AIM OF THE EXERCISE - Pull out every line below that contains the word "switch". Treat uppercase and lowercase as different.

SUPPLIED RECORDS -
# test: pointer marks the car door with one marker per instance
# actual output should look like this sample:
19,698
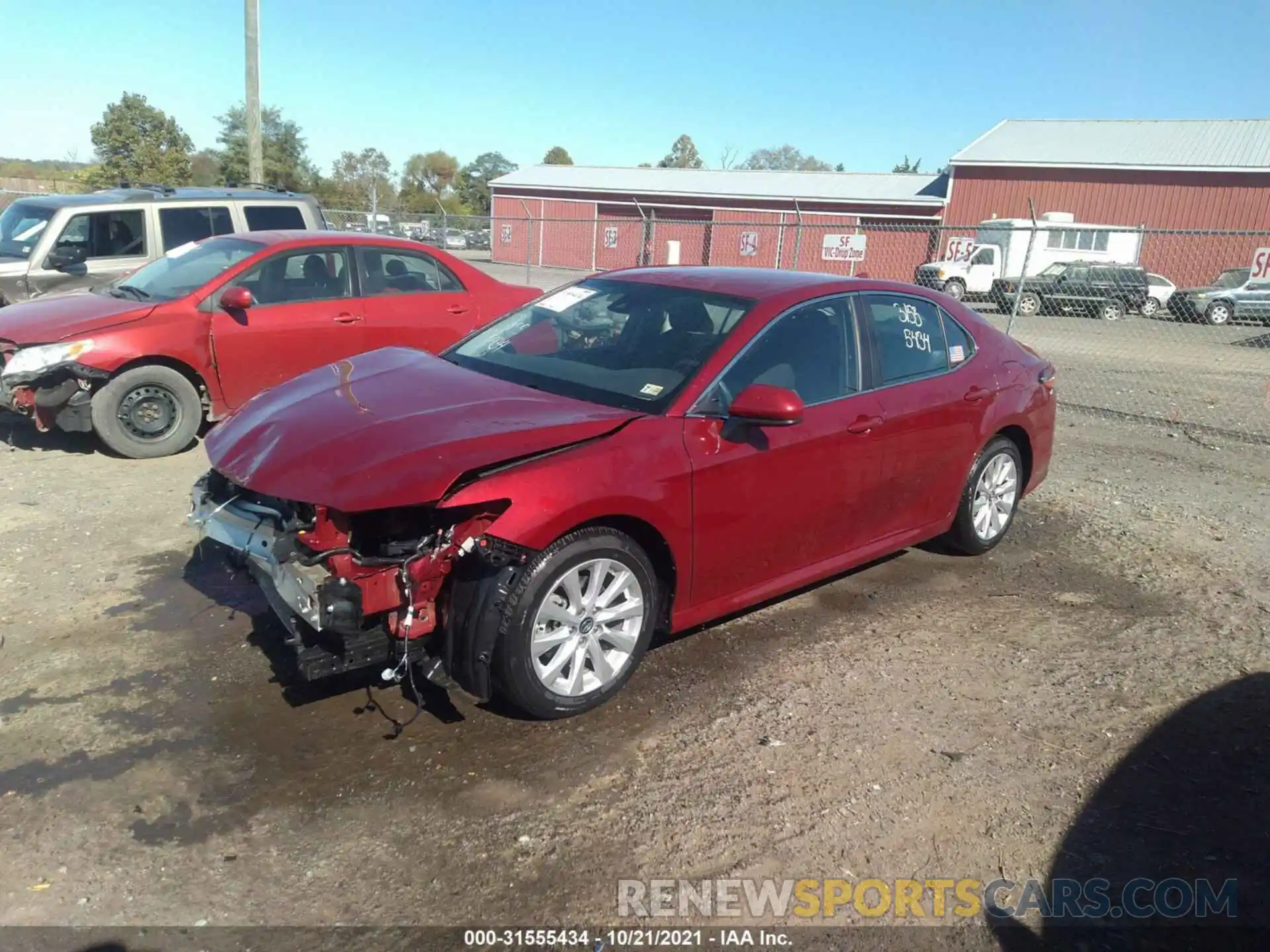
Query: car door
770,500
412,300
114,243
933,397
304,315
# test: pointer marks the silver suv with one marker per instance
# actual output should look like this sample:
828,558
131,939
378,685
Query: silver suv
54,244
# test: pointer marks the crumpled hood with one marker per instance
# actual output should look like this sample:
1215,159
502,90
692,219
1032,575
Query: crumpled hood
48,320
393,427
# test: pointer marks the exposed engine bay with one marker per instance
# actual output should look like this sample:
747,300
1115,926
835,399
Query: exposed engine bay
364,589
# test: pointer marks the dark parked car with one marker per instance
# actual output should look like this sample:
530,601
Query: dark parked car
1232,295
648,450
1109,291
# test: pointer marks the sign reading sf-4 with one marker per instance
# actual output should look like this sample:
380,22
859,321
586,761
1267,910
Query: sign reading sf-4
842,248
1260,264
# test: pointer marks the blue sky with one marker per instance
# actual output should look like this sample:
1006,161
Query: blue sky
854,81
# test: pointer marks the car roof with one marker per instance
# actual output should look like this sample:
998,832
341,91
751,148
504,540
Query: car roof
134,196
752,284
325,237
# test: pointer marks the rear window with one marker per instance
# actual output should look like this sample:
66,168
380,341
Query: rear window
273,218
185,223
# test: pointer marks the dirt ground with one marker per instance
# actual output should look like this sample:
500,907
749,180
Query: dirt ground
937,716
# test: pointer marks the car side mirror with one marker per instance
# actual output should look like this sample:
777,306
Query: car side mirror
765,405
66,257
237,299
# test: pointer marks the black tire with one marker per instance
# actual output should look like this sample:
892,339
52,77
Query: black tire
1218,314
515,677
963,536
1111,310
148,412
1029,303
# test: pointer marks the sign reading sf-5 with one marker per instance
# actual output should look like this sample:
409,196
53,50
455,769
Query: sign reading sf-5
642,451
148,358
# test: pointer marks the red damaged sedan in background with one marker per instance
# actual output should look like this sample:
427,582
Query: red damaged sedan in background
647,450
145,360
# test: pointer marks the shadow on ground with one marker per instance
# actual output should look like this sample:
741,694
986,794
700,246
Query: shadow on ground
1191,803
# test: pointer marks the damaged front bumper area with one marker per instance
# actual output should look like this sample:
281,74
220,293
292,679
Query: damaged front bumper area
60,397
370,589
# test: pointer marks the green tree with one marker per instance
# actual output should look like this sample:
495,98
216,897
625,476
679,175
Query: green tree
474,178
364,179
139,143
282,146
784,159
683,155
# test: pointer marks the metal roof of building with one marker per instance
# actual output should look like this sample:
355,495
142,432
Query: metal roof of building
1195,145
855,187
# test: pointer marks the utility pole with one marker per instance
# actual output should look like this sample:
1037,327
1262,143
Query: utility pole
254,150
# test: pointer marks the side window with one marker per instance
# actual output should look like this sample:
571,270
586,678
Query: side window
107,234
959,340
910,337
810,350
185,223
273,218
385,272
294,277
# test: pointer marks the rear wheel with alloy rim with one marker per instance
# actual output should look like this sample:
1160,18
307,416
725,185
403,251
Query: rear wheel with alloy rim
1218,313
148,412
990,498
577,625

--

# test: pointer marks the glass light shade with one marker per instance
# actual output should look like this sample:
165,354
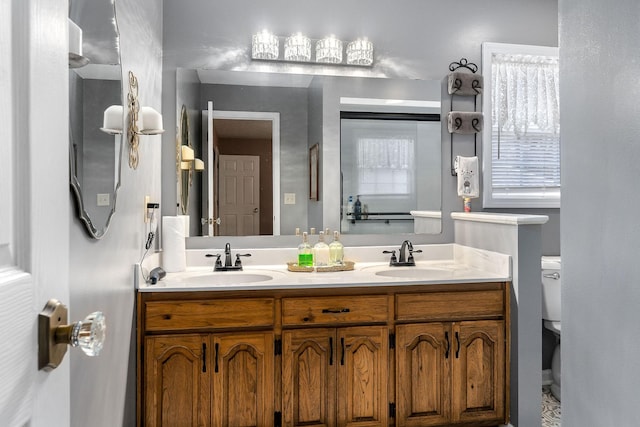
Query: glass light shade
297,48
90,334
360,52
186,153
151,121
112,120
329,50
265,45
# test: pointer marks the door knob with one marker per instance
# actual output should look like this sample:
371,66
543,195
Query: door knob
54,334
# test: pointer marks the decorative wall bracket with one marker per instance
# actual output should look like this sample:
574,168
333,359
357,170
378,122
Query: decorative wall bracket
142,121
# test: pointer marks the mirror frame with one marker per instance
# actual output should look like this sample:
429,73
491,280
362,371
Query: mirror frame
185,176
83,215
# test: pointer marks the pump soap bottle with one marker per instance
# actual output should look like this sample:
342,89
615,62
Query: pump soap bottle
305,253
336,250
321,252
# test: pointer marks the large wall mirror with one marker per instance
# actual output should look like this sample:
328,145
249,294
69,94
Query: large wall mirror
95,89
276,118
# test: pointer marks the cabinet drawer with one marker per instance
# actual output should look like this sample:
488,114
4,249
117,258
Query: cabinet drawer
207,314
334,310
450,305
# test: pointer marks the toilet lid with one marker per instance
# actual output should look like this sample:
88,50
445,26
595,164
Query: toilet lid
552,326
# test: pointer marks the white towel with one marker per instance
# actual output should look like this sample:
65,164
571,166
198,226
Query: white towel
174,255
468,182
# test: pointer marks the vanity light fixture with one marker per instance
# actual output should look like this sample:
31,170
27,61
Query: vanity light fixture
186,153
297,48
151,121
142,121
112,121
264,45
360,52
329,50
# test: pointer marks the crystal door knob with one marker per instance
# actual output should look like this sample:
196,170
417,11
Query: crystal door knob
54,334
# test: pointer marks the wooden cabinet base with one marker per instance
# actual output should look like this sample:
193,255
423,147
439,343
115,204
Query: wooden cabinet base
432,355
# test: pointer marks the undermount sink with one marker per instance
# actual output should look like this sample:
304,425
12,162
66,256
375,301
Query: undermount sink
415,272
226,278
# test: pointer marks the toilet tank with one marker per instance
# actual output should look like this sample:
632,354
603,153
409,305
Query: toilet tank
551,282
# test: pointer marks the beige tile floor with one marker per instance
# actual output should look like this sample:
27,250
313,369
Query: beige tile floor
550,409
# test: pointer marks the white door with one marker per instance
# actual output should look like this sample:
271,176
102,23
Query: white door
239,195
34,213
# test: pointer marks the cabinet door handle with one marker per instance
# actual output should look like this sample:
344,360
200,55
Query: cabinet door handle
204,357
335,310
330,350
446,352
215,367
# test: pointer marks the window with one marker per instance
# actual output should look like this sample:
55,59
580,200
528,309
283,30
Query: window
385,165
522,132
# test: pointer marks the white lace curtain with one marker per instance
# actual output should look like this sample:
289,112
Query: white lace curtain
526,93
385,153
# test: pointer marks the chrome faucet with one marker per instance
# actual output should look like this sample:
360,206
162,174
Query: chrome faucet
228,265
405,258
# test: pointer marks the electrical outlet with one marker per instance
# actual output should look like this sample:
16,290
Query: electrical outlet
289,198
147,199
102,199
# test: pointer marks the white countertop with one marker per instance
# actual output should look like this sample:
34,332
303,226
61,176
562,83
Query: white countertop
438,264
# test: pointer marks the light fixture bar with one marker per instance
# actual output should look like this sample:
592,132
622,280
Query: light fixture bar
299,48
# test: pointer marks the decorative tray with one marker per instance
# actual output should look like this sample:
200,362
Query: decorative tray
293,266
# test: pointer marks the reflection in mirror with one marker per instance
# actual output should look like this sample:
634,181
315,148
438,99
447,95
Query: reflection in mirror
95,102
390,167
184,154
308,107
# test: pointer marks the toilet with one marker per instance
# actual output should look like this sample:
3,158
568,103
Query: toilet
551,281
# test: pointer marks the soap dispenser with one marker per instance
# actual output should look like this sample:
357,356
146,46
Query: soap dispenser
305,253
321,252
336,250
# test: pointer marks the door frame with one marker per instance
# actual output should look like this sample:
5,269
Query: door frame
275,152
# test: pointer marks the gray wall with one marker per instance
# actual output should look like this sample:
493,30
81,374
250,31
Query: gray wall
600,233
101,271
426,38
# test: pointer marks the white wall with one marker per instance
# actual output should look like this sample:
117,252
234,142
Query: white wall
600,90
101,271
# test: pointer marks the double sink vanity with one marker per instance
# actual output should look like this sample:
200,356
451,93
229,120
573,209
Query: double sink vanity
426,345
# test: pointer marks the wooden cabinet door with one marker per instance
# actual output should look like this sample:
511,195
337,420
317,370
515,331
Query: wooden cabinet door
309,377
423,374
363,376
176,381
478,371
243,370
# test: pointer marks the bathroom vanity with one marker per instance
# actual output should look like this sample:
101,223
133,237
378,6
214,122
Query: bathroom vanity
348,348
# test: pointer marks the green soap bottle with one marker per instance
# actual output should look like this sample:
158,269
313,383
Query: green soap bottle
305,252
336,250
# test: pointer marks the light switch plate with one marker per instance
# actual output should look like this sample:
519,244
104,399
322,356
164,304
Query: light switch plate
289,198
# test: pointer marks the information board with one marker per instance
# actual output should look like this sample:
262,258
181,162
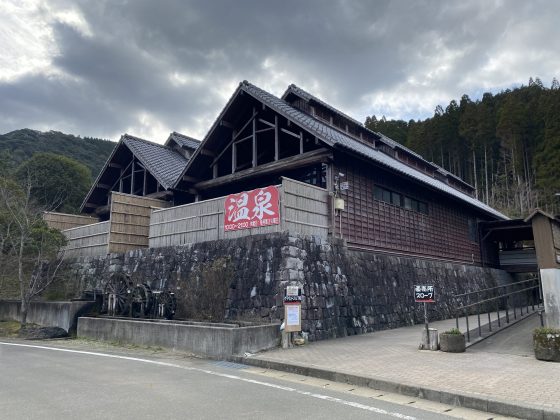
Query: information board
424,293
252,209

==

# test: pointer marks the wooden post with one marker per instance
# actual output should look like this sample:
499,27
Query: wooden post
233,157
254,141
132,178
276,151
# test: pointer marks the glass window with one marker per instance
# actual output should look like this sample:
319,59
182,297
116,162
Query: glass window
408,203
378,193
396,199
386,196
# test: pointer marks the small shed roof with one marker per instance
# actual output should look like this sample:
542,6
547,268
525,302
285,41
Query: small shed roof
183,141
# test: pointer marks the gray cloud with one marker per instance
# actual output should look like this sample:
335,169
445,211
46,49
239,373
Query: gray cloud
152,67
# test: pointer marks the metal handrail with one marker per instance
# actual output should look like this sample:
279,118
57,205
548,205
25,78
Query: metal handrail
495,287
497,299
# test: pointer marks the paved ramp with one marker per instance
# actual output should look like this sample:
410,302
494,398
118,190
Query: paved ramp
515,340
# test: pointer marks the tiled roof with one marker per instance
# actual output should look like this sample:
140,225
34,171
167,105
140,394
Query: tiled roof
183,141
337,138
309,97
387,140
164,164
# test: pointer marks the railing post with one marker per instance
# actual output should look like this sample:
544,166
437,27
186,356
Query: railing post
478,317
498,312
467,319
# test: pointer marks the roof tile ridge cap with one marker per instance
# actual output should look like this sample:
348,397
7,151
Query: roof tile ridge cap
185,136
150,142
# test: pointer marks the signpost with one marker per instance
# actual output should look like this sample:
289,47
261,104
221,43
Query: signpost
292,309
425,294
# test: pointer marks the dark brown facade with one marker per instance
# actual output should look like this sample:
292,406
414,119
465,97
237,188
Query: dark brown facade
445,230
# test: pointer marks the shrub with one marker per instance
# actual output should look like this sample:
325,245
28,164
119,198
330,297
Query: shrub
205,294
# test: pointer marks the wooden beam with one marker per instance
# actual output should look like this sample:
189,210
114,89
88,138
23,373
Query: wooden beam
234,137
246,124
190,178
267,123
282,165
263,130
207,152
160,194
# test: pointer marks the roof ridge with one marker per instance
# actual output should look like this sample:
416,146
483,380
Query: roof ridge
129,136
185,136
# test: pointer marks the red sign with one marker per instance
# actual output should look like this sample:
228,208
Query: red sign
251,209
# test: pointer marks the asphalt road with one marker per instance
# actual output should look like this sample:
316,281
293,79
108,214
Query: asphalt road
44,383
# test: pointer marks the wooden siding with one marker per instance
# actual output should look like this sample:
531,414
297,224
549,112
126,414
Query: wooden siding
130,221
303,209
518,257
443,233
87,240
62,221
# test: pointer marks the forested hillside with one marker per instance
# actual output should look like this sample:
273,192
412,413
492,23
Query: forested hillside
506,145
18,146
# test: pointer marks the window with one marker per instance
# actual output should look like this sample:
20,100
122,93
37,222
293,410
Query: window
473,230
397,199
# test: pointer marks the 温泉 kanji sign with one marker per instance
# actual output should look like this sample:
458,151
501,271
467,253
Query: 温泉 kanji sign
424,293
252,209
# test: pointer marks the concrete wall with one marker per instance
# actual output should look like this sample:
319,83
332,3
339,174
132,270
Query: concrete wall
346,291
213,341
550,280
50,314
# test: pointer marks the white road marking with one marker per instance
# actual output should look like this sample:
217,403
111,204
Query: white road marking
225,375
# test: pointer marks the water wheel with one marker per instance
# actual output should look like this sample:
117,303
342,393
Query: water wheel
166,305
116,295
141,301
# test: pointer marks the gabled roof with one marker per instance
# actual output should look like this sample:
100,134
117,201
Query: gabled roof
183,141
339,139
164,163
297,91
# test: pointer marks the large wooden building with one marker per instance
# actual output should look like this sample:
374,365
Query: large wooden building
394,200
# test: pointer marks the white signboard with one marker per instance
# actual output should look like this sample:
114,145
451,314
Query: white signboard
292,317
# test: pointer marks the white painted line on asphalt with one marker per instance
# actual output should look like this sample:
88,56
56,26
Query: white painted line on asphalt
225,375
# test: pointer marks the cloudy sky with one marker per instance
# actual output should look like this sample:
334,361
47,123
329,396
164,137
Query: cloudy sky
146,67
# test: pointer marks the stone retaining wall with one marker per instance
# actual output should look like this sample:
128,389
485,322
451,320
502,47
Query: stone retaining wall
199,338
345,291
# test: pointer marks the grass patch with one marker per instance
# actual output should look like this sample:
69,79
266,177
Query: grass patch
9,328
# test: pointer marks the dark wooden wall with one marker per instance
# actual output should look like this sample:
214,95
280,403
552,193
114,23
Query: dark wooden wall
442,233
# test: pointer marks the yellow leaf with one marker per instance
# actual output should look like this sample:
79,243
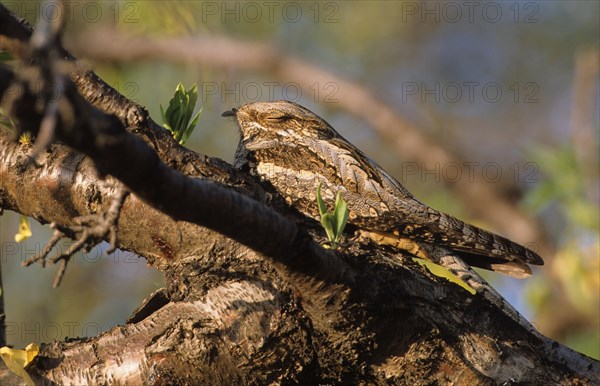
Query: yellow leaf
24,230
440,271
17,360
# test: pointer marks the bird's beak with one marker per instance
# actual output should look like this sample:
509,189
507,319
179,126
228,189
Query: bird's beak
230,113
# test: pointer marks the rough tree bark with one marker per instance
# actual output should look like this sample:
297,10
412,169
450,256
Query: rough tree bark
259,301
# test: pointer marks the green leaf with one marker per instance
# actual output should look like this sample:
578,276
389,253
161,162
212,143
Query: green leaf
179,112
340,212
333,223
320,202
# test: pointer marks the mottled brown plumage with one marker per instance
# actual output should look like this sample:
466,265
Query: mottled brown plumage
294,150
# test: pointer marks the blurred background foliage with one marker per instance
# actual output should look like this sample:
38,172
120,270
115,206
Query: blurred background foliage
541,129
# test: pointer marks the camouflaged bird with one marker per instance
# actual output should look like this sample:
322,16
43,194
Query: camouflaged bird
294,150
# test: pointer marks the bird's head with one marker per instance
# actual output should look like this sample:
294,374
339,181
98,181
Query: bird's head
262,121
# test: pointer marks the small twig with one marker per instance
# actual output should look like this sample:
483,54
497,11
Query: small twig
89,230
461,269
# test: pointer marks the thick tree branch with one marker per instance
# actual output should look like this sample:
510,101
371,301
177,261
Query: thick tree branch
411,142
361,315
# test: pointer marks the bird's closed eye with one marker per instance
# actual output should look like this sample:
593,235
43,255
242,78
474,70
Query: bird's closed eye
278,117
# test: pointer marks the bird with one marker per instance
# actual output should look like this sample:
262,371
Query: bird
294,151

SOLUTION FOR THIS TASK -
# test: pointer marks the light switch plate with one marker per instance
Query: light switch plate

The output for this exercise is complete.